#### TASKS TO PERFORM
[1] From the passage on running and the aerobic system, reproduce word for word the text starting with "How it works" and going on through "system is stress.".
[2] In the passage on running and the aerobic system, which university conducted the study on mitochondrial protein synthesis in muscle cells?
[3] List every component of the human aerobic system named in the passage on running and the aerobic system.

#### PASSAGE
How it works
The human aerobic system is comprised of: heart, lungs, arteries, capillaries delivering blood to muscles, blood, mitochondria (little factories inside muscle cells that utilize oxygen to create energy from metabolic fuels.) Running creates changes all of these parts of the body to improve aerobic capacity. They key ingredient for strengthening the aerobic system is stress.
High-intensity exercises strengthens the aerobic system faster than low-intensity exercises. A study conducted at McMaster University examined the effects of exercise on mitochondrial protein synthesis in muscle cells. These proteins are used to produce new mitochondria in order for the muscles to use oxygen faster to fuel their work. The faster these proteins are created, the more dense and packed with mitochondria the muscles become. A single high-intensity work can increase mitochondrial protein synthesis much more than low-intensity workouts. High-intensity workouts also increase contraction force of the heart more so than low-intensity workouts can.
Low-intensity exercises have their benefits as well. Studies have shown that during prolonged running at low-intensity, muscles release large amounts of interleukin 6 (IL-6), a neurotransmitter that contributes to fatigue. Well-trained runners produce less IL-6, one reason why they are more fatigue resistant. Long slow runs produce higher levels of glycogen depletion and therefore IL-6 release, than short, fast runs. The farther a person runs, the more fitness-boosting IL-6 his/her muscles release.

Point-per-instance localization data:
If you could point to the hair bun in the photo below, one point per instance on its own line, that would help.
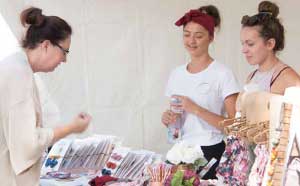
(32, 16)
(269, 7)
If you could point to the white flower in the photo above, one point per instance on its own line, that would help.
(175, 154)
(184, 153)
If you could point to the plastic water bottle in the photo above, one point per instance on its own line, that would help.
(175, 129)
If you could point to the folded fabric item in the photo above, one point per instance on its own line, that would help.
(133, 183)
(101, 181)
(258, 168)
(235, 162)
(293, 173)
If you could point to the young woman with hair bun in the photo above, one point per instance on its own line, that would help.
(23, 139)
(262, 37)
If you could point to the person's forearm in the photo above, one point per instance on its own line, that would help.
(210, 117)
(61, 132)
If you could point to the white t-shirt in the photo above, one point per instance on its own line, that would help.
(208, 89)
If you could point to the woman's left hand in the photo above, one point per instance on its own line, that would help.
(187, 104)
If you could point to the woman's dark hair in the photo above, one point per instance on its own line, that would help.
(213, 12)
(42, 28)
(268, 23)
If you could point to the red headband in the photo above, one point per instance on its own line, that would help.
(201, 18)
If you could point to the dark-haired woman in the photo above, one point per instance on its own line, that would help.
(22, 136)
(262, 37)
(205, 87)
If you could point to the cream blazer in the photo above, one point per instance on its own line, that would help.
(23, 140)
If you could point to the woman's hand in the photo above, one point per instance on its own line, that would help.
(168, 117)
(186, 104)
(80, 122)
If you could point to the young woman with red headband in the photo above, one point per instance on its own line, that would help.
(205, 87)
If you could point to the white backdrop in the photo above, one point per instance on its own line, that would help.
(123, 51)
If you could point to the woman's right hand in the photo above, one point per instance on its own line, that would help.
(80, 122)
(168, 117)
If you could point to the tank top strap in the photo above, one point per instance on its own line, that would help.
(278, 70)
(251, 75)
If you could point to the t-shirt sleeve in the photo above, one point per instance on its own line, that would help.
(229, 84)
(26, 141)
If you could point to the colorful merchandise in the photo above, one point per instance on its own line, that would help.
(235, 162)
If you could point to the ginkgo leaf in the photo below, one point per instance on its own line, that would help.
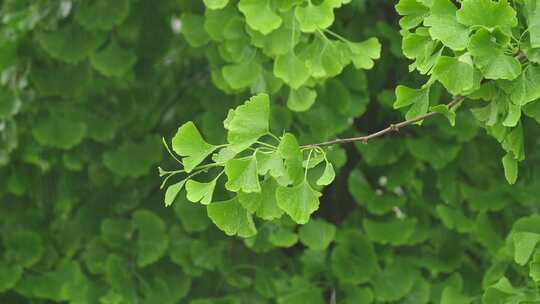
(215, 4)
(491, 59)
(291, 69)
(325, 58)
(413, 13)
(283, 238)
(312, 17)
(302, 99)
(262, 204)
(203, 192)
(242, 175)
(418, 98)
(270, 163)
(524, 245)
(172, 192)
(272, 43)
(513, 116)
(259, 15)
(445, 27)
(328, 175)
(248, 122)
(289, 150)
(487, 13)
(299, 201)
(443, 109)
(188, 143)
(458, 75)
(102, 14)
(526, 88)
(532, 11)
(232, 218)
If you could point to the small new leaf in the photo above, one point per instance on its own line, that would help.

#### ANSWERS FOR THE TASKS
[1]
How it works
The human aerobic system is comprised of: heart, lungs, arteries, capillaries delivering blood to muscles, blood, mitochondria (little factories inside muscle cells that utilize oxygen to create energy from metabolic fuels.) Running creates changes all of these parts of the body to improve aerobic capacity. They key ingredient for strengthening the aerobic system is stress.

[2] McMaster University

[3] heart, lungs, arteries, capillaries delivering blood to muscles, blood, mitochondria